#### [What you are asked to do]
Reproduce the passage of the Lyme disease article between "At age 18, Louis" and "the wrong reasons.", inclusive.

#### [Document segment]
==========
At age 18, Louis Sheridan is so familiar with his modern medications that you might think he has a degree in pharmacology. But he knows them for all the wrong reasons.

"I got mono, walking pneumonia twice, stomach flu, a bunch of colds," he said.

Such are a few of the diabolically deceptive symptoms of Lyme Disease. Sheridan's mother Kathleen O'Rourke has it too, after going undiagnosed for years.

"You either sound like a hypochondriac, or you sound like you need to go to a specialist for all those things," O'Rourke told ABC7 News.

Lyme comes from ticks. The spring grass is full of them, even in California where most of us recognize those tell-tale bites with a target around them but not the more subversive symptoms. That's where Wendy Adams comes in.

"We want to make Lyme Disease easy to diagnose, and simple to cure," she said.

Adams' Bay Area Lyme Foundation is now partnering with medical groups in California and around the country to create a biobank of different strains from across the U.S.

"Only 20 percent of researchers have the material they need to do research into Lyme Disease," Adams continued.

If you have a tick bite, the foundation may ask you to volunteer a few more vials of blood when being diagnosed.

"We're getting the same amount of funding as Leprosy," said Adams.

O'Rourke says she picked up the disease while gardening. Nine years later, she still suffers from chronic symptoms.

"I never saw a tick on myself though," O'Rourke said. "I never did."

Sheridan has had it twice. The first time, from a tick on his dog, the second while camping.

Louis Sheridan appears in his Los Altos, Calif. home on Monday, May 8, 2017.
Wayne Freedman

The disease has slowed him down so much that high school has taken five years instead of four.

In California, there are thousands of stories just like his.
==========
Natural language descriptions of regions

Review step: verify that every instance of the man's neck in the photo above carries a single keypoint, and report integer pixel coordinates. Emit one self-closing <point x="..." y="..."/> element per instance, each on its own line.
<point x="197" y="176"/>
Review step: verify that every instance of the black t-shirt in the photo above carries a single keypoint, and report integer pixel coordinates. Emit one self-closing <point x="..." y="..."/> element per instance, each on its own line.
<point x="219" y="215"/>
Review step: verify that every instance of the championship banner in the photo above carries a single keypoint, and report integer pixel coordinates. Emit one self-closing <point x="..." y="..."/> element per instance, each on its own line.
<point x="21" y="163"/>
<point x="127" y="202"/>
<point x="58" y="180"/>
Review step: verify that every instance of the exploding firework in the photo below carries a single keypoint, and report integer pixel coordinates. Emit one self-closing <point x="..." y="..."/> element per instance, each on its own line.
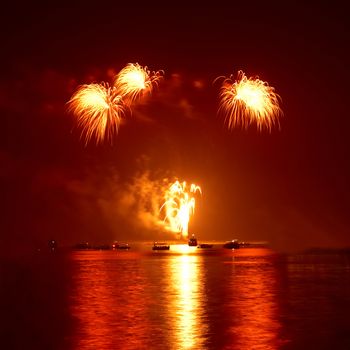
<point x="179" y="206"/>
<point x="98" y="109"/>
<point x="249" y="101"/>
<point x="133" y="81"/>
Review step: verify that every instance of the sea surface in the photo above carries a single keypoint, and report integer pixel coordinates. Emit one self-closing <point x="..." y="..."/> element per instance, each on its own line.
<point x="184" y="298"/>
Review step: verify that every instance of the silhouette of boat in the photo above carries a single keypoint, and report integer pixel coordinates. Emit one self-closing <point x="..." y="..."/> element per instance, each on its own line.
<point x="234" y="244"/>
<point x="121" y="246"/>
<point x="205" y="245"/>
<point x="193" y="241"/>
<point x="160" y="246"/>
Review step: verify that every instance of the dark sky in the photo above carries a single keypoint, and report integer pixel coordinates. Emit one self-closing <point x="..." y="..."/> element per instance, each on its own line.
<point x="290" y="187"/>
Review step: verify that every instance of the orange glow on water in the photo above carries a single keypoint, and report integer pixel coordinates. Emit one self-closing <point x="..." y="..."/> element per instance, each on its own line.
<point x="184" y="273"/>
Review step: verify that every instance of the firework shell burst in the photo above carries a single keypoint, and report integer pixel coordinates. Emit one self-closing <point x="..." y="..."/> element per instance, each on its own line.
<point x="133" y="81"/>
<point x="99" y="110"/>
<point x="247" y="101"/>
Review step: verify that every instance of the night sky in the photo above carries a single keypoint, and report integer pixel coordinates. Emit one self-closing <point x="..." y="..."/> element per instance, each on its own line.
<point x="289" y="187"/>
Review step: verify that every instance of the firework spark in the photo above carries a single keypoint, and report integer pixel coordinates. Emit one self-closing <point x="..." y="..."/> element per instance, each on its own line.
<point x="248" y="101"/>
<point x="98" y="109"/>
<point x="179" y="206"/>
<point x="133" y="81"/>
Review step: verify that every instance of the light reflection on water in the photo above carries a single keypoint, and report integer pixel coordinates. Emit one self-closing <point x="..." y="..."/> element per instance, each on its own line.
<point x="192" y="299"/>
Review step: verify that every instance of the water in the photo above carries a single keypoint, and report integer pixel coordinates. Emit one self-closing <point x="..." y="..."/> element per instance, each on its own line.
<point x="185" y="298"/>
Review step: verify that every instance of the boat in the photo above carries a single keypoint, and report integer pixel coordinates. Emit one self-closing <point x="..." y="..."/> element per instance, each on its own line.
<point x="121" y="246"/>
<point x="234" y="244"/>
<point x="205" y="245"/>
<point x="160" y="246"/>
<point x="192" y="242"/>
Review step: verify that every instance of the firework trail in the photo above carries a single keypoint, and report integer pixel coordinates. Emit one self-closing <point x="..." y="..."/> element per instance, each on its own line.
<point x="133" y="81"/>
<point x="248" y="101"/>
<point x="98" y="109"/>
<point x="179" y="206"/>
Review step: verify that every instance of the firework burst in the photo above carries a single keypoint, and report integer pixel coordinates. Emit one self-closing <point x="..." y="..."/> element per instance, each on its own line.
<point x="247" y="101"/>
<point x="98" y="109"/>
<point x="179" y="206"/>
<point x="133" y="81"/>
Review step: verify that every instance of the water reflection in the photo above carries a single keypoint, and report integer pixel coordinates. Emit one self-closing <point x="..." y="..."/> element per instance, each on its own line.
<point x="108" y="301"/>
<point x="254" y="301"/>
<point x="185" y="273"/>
==========
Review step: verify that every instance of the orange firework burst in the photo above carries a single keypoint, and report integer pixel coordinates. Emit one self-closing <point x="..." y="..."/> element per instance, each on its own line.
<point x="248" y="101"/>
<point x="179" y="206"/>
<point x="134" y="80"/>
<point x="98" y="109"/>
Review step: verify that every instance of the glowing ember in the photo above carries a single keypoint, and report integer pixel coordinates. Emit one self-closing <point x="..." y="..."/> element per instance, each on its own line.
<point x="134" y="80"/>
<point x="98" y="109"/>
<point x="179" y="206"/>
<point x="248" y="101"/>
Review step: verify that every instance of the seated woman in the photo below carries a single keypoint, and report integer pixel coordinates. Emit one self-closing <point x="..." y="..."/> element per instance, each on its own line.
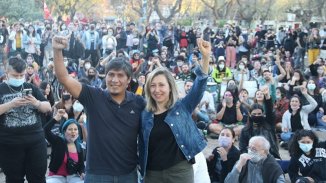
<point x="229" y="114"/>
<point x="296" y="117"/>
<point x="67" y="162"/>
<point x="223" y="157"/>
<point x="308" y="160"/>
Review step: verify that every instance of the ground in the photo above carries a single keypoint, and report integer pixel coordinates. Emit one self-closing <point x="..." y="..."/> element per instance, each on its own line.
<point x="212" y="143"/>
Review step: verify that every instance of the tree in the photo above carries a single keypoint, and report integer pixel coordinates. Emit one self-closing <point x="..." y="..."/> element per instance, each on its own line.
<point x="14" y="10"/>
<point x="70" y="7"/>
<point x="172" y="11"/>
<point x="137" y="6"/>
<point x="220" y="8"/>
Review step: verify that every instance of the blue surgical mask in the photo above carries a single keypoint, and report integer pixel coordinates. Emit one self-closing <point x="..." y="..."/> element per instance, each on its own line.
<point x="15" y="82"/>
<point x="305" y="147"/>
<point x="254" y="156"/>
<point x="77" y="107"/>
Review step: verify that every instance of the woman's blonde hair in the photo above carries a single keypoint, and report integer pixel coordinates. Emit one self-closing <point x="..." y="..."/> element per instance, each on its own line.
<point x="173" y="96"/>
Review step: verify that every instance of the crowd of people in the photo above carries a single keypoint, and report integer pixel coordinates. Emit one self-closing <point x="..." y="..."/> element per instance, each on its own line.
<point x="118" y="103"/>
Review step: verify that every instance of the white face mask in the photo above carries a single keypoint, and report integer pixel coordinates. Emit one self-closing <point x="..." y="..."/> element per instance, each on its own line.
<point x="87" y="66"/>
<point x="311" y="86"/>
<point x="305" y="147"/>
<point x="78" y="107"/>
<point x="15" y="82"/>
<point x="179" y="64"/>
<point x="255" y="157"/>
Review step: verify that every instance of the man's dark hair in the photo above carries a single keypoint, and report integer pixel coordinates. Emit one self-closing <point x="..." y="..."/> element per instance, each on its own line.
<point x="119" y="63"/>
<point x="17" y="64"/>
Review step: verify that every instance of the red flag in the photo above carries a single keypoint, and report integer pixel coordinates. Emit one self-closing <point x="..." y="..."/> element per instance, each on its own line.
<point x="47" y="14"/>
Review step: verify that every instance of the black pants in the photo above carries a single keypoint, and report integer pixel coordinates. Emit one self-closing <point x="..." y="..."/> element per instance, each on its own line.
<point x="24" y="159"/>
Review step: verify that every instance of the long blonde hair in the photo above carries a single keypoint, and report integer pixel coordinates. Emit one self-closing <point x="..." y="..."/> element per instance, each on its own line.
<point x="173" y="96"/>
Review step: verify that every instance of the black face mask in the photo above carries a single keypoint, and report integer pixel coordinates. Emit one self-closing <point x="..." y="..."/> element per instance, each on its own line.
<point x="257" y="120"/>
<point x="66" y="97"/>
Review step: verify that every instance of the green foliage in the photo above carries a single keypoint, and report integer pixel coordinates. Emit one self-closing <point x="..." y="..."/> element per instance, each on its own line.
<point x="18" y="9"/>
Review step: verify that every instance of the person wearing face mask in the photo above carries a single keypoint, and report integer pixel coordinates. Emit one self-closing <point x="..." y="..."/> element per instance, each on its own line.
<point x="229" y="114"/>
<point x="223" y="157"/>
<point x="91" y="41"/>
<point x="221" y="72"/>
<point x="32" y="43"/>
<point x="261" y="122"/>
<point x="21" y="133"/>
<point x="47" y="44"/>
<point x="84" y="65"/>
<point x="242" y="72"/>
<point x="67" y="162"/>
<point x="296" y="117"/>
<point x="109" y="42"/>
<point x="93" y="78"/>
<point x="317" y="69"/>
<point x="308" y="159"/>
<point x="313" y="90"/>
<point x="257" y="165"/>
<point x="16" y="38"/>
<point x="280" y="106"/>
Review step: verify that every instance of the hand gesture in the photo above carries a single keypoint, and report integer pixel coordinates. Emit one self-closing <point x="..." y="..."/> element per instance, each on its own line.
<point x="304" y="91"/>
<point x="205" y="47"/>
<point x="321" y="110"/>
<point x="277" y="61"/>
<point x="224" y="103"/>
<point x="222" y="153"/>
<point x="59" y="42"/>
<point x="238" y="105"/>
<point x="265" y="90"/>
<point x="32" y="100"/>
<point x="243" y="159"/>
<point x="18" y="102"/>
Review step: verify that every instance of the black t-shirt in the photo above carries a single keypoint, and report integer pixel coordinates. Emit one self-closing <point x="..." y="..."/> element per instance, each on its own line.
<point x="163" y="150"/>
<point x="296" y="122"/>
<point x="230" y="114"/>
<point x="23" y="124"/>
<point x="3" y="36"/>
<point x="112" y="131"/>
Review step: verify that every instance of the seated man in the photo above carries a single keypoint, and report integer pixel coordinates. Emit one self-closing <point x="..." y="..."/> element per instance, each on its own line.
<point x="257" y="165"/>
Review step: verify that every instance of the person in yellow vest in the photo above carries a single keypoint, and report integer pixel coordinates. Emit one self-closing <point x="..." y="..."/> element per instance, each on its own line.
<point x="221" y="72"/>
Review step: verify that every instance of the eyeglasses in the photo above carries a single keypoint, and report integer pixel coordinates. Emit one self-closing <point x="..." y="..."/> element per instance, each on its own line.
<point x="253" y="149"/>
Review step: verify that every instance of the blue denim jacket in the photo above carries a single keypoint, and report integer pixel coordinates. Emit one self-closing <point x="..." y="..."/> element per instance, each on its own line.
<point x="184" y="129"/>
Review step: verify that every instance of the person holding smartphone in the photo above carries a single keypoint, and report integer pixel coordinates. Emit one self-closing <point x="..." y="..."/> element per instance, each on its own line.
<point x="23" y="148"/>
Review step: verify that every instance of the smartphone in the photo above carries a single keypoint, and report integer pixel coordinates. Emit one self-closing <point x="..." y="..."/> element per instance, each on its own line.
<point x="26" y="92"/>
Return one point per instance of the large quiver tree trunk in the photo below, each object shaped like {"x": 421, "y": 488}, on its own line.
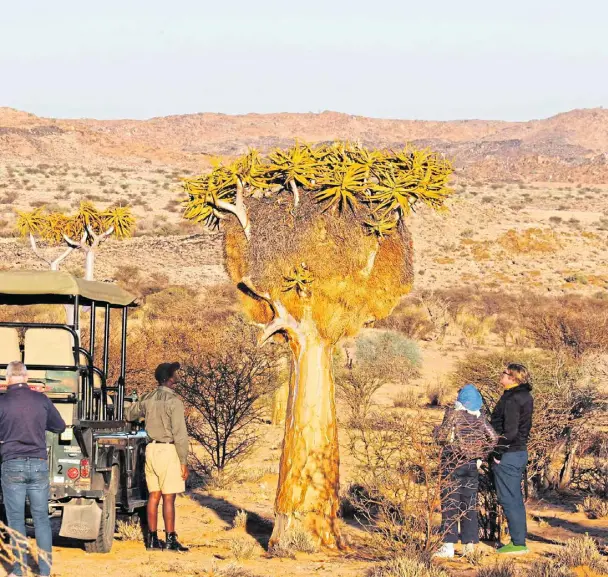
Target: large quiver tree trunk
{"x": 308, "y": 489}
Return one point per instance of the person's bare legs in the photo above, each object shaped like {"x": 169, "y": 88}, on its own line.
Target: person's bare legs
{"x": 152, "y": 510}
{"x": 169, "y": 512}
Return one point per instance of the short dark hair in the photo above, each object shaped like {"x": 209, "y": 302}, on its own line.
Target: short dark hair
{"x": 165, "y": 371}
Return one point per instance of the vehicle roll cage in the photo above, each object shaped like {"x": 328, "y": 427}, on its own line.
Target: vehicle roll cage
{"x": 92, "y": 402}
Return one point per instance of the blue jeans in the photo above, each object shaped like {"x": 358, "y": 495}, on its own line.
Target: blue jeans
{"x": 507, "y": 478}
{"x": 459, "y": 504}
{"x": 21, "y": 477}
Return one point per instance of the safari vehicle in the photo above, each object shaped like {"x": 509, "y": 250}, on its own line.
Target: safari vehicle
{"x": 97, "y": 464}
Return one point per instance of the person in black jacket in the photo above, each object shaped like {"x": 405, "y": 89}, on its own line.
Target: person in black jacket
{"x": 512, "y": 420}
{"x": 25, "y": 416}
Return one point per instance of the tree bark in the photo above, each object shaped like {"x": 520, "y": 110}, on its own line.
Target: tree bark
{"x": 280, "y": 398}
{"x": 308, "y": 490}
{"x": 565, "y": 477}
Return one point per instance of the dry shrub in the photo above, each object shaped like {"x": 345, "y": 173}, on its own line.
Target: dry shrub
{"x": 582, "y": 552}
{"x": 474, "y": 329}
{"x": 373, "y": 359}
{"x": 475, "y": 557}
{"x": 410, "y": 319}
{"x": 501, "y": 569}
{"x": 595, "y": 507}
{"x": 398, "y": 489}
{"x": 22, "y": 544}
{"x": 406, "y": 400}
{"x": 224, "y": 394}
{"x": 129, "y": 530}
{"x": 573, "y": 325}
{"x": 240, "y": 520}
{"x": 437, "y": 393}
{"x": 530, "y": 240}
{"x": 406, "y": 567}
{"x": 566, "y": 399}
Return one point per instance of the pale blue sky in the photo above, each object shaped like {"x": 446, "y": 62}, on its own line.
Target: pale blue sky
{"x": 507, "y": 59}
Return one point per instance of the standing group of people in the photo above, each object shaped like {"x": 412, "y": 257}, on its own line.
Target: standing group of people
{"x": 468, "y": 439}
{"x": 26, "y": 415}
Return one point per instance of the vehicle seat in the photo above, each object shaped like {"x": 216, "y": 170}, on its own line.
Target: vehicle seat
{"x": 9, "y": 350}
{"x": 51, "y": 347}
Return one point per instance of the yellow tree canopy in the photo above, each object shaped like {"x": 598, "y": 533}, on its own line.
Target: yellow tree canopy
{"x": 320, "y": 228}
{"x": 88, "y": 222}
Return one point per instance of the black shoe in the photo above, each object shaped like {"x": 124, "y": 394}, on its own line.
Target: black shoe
==========
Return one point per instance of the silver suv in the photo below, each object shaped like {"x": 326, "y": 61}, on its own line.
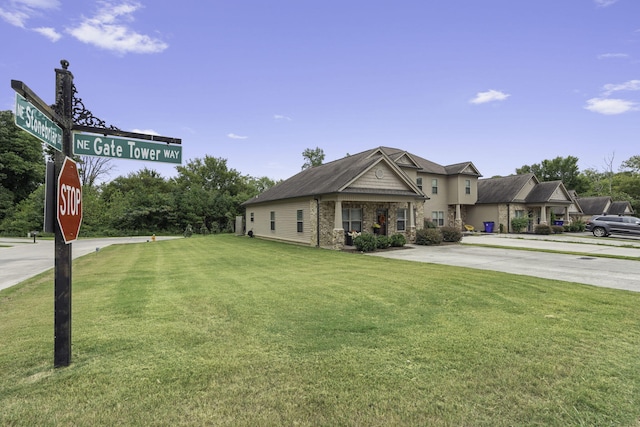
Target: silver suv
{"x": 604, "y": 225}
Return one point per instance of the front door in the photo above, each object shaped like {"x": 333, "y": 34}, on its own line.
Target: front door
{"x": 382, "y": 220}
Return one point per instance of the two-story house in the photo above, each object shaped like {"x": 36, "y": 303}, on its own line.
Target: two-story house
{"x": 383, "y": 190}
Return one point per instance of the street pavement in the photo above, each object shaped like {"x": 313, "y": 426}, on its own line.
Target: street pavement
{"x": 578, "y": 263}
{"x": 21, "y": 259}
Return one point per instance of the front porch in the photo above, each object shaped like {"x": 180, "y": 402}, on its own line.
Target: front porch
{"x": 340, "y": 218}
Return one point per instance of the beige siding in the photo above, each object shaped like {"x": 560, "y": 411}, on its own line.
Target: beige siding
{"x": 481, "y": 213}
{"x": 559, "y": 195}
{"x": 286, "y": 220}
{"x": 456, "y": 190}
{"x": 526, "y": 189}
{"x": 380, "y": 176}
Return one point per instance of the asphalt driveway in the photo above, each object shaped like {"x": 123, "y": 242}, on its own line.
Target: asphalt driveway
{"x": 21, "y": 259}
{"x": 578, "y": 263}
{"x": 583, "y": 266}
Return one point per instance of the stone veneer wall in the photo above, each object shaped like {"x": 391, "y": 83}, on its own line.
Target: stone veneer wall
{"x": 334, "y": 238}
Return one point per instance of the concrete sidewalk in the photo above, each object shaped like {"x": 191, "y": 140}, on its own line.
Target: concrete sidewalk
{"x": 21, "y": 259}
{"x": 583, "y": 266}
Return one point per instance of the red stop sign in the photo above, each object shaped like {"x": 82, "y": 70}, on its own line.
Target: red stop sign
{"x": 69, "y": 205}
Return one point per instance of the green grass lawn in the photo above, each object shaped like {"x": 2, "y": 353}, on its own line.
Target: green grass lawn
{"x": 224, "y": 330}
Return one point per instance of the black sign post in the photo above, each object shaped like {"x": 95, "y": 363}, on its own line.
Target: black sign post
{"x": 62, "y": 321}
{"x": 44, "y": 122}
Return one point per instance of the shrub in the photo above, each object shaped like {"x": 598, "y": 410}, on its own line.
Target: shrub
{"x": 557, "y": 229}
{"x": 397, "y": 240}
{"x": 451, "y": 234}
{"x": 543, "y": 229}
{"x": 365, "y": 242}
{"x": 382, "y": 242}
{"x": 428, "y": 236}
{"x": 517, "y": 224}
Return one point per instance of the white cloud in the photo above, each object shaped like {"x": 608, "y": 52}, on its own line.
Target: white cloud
==========
#### [Solved exercise]
At age 18, Louis Sheridan is so familiar with his modern medications that you might think he has a degree in pharmacology. But he knows them for all the wrong reasons.